Dataset entries:

□ □ □ □ □ □ □

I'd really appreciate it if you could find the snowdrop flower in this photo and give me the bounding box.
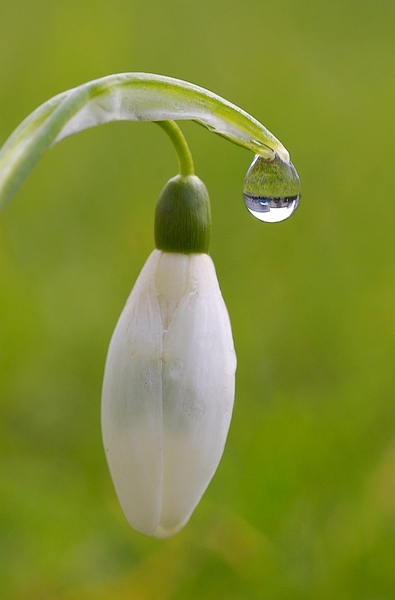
[101,174,237,538]
[0,74,299,539]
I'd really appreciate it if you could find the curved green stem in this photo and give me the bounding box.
[0,73,291,211]
[156,121,194,177]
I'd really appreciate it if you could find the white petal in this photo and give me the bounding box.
[101,250,164,536]
[155,253,236,537]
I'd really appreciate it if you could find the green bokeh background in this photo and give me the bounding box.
[1,0,395,598]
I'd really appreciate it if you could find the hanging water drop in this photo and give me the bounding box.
[243,153,301,223]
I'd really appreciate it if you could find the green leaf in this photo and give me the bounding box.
[0,73,289,210]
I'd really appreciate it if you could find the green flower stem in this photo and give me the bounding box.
[156,121,194,177]
[0,73,290,211]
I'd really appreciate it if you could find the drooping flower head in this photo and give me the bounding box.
[102,173,237,537]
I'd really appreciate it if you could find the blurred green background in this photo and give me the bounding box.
[1,0,395,598]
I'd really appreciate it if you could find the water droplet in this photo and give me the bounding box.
[243,153,301,223]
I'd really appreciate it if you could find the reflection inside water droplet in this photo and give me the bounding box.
[243,153,301,223]
[243,193,299,223]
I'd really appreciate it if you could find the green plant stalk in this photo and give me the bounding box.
[0,73,290,211]
[156,121,195,177]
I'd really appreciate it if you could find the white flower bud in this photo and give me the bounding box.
[102,249,236,538]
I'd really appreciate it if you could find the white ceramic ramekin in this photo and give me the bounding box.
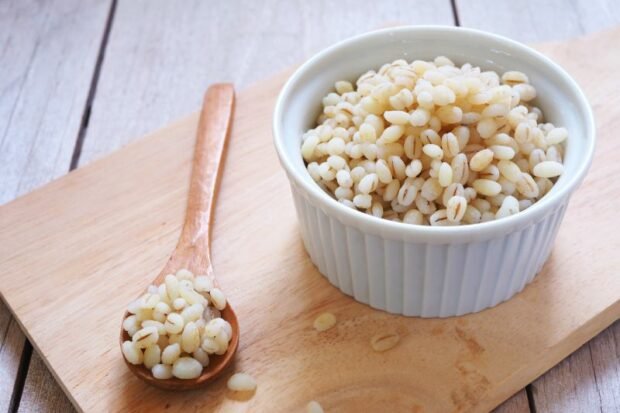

□ □ □ □ □ □ □

Extract, word for word, every line from the one holding "I'd really appreciate it if you could find the hanging" through the closing line of the data above. Do not include any pictures.

I'd really appreciate it if you could find the hanging water drop in this photo and give me the bounding box.
[243,153,301,223]
I'd really appreciate it if you could find the green leaf in this photo and give me the bounding box.
[0,73,289,210]
I'd really appreciate it if you could find the green flower stem in this photo and give me the bounding box.
[156,121,194,177]
[0,73,290,211]
I'd really appreciate it if you could find the drooping flower head in this photo and give me the bounding box.
[102,173,237,537]
I'd really appreciate it if you could find the blurred green background in this photo and give me the bounding box.
[1,0,395,598]
I'd really appreciate it if you could find the water droplet in this photo and give me the bounding box.
[243,153,301,223]
I'd really appreciate it if you could find the reflection inside water droplet in this photo and give me the bounding box.
[243,153,301,223]
[243,193,299,223]
I'd really appreciate it if you could find the green plant stalk in this photo and give me the bounding box.
[0,73,290,211]
[156,121,195,177]
I'd really appreciate it if you could find the white flower bud in this photo and give me the bounding box.
[102,249,236,538]
I'd really appreciate it if you could find the white ceramic ramekin in this photo and give me the bounding box.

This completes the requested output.